● **PROBLEM TO SOLVE**:
Return every line of each of the following records unchanged, in the same order.

● **RECORDS FOR THIS TASK**:
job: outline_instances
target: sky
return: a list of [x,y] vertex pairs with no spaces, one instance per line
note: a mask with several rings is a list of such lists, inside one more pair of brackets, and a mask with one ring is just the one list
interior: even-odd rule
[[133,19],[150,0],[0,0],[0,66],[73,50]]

● **RESULT OF THE EXERCISE**:
job: outline_instances
target: sky
return: a list of [x,y] vertex pairs with no spaces, one instance per line
note: a mask with several rings is a list of such lists, inside one more pair of brackets, and a mask with one ring is just the one list
interior: even-odd rule
[[133,19],[150,0],[0,0],[0,66],[73,50]]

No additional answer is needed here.